▸ **Task to complete**: All of the data needs to be reproduced with no alterations.

▸ **Source data**:
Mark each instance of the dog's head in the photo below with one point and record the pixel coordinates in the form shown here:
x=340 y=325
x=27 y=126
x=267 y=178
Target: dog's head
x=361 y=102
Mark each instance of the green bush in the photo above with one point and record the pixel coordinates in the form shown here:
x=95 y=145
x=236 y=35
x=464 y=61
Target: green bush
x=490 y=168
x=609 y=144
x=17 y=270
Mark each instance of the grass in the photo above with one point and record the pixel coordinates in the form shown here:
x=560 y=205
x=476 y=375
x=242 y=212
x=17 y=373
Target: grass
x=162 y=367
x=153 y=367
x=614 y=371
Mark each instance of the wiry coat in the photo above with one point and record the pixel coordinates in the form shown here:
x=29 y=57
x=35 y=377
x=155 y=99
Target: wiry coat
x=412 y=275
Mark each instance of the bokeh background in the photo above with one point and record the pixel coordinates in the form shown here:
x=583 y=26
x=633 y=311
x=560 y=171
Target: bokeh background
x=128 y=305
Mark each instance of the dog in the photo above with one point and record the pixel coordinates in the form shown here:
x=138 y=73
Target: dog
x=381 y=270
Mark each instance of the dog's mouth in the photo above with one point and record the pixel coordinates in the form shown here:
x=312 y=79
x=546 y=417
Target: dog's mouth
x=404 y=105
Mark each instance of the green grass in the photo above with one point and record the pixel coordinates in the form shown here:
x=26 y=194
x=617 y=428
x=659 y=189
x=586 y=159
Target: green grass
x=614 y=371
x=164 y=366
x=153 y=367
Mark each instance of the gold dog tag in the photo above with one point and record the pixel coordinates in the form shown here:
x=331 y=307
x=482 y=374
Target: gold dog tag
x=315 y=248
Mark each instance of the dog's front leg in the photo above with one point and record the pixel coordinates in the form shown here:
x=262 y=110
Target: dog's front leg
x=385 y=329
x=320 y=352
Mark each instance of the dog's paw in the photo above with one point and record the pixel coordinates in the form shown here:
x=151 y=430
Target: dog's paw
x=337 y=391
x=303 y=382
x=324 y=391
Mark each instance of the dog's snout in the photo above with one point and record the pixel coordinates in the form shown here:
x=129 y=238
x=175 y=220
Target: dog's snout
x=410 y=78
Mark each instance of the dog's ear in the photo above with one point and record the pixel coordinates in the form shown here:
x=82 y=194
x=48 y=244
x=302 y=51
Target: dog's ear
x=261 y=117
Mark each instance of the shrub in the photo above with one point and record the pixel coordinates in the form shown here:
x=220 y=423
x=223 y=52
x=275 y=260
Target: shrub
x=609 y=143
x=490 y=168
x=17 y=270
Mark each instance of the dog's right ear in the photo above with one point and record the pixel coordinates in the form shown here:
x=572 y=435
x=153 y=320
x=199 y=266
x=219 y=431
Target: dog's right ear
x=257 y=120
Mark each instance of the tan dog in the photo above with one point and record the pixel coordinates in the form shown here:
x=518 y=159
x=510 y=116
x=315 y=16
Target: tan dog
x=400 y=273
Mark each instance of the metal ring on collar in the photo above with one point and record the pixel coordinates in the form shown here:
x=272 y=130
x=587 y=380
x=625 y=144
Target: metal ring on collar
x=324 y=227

▸ **Reply**:
Mark each instance of the dog's head in the photo below with one point and record the pixel coordinates in the form shown here:
x=340 y=325
x=27 y=126
x=267 y=178
Target: dog's head
x=361 y=102
Mark each instance of the green bush in the photo above with one point and record the pixel coordinates in the form shown here:
x=95 y=145
x=236 y=35
x=464 y=61
Target: green bush
x=490 y=168
x=609 y=144
x=17 y=270
Mark each instance of the grass in the photo above with one point and record the pixel coordinates in the form shown here:
x=560 y=205
x=476 y=375
x=242 y=212
x=17 y=373
Target: grass
x=162 y=367
x=153 y=367
x=614 y=371
Mark each instance of the wiry coat in the photo above with one point and record the pixel coordinates in the form shown here:
x=29 y=57
x=35 y=377
x=155 y=99
Target: wiry coat
x=412 y=275
Mark each instance of the bokeh background in the photo above with one point and record the pixel coordinates in the form shown here:
x=583 y=26
x=633 y=311
x=560 y=171
Target: bokeh background
x=128 y=305
Mark each instance of the dog in the photo above with one point and record the pixel coordinates in the form shown here:
x=138 y=73
Target: dog
x=381 y=270
Mark each instance of the dog's mouth in the photo above with one point and record the pixel coordinates in the form shown here:
x=312 y=79
x=546 y=417
Target: dog's mouth
x=404 y=105
Mark each instance of the green grass in the photo above with one point and record the pixel coordinates in the form shown here:
x=26 y=194
x=617 y=428
x=659 y=189
x=586 y=159
Target: green grass
x=614 y=371
x=164 y=366
x=153 y=367
Mark each instance of the gold dog tag in the photo above with one point and record the pixel coordinates in the form shown here:
x=331 y=307
x=482 y=374
Target: gold dog tag
x=315 y=248
Mark each instance of the dog's front leg in the photo above with one point and record the pixel coordinates in the form shown here:
x=262 y=110
Target: dog's front leg
x=385 y=329
x=320 y=352
Mark each instance of the dog's paw in the photo above with one point and record the pixel coordinates in the form shown here:
x=151 y=430
Target: dog's paw
x=337 y=391
x=303 y=382
x=324 y=391
Mark each instance of the dog's snout in the photo above with one point and record the pixel coordinates in the form shown here:
x=129 y=238
x=175 y=220
Target: dog's snout
x=410 y=78
Mark each instance of the dog's ear in the photo above with one point and record the pixel coordinates in the form shown here:
x=82 y=194
x=48 y=244
x=302 y=51
Target: dog's ear
x=261 y=117
Mark each instance of the shrub in the photo above with one point and record the pixel coordinates in the form shown here:
x=220 y=423
x=223 y=52
x=275 y=260
Target: shrub
x=609 y=143
x=490 y=168
x=17 y=270
Mark each instance of the dog's right ear in the photo above with one point and record the pixel coordinates in the form shown here:
x=572 y=435
x=153 y=320
x=199 y=266
x=219 y=431
Target: dog's right ear
x=257 y=120
Mark each instance of the tan dog in the photo above with one point and record the pixel coordinates in the form shown here:
x=518 y=159
x=510 y=116
x=315 y=16
Target: tan dog
x=400 y=273
Mark each instance of the metal ring on collar in the photo above with one point and record the pixel coordinates in the form shown here:
x=272 y=130
x=587 y=380
x=625 y=144
Target: metal ring on collar
x=324 y=227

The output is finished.